Given request: Reproduce the lines below word for word, without changing anything.

Entries:
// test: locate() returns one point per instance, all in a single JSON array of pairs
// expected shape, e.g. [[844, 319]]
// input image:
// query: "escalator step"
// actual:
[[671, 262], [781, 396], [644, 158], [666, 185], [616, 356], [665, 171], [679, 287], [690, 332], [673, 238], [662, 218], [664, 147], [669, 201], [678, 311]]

Task output:
// test: locate() returns one point per instance, all in a single JSON array of pairs
// expected shape, e.g. [[844, 319]]
// input image:
// query: "escalator step"
// actual:
[[671, 262], [781, 396], [644, 158], [666, 185], [616, 356], [665, 171], [679, 287], [690, 332], [673, 238], [662, 218], [664, 147], [669, 201], [678, 311]]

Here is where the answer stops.